- [Quoted passage]:
____

Most of us in biblical studies are more likely to point out that soma pneumatikon (a spiritual body) is a body, but yet spiritual. It is the same as our body, but different. This idea of continuity-discontinuity is found in the Gospels also, in that Jesus is a body, but this body has some bizarre properties.

You mentioned Corinthian converts and other Greeks (Acts 17) who sneered at the resurrection. Again, all these people were Hellenized. The Athenians were Greek. So, they had a substance dualism. I'm going to argue, with most of biblical scholarship that the Jews (i.e. Paul, early Jewish Christians, Jesus) had a monist anthropology.

You'll find that most Christian theologians and biblical scholars are have more nuanced views of resurrection that the re-entry of life into a decayed body. We know that there aren't enough molecules to go around, for example. You're best not to ask the run-of-the-mill Christian about Christian theology, because the lamentable situation in the 21st century is that Christians no longer think much and hard about their faith. Instead, read up like I've challenged.

On resurrection, read what John Polkinghorne, Michael Welker, and Ted Peters have to say. They've all written books separately and together on the subject matter.

2:28 PM

 
Blogger revvvvvvvd said...

____

- [To-do list]:
A. Retype the comment on resurrection, beginning at the words "You mentioned Corinthian" and stopping after "a monist anthropology.".
B. Whose writings on resurrection does the comment on resurrection recommend reading?

- [Supplied data]:
____

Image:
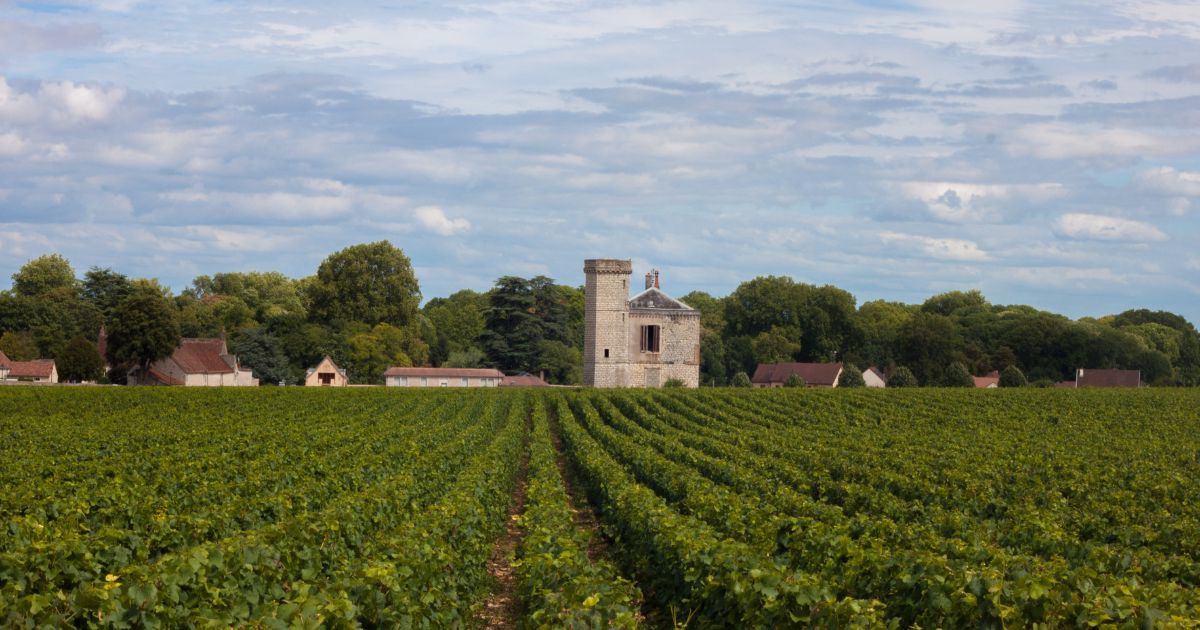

____

- [Response list]:
A.
You mentioned Corinthian converts and other Greeks (Acts 17) who sneered at the resurrection. Again, all these people were Hellenized. The Athenians were Greek. So, they had a substance dualism. I'm going to argue, with most of biblical scholarship that the Jews (i.e. Paul, early Jewish Christians, Jesus) had a monist anthropology.

B. John Polkinghorne, Michael Welker, and Ted Peters.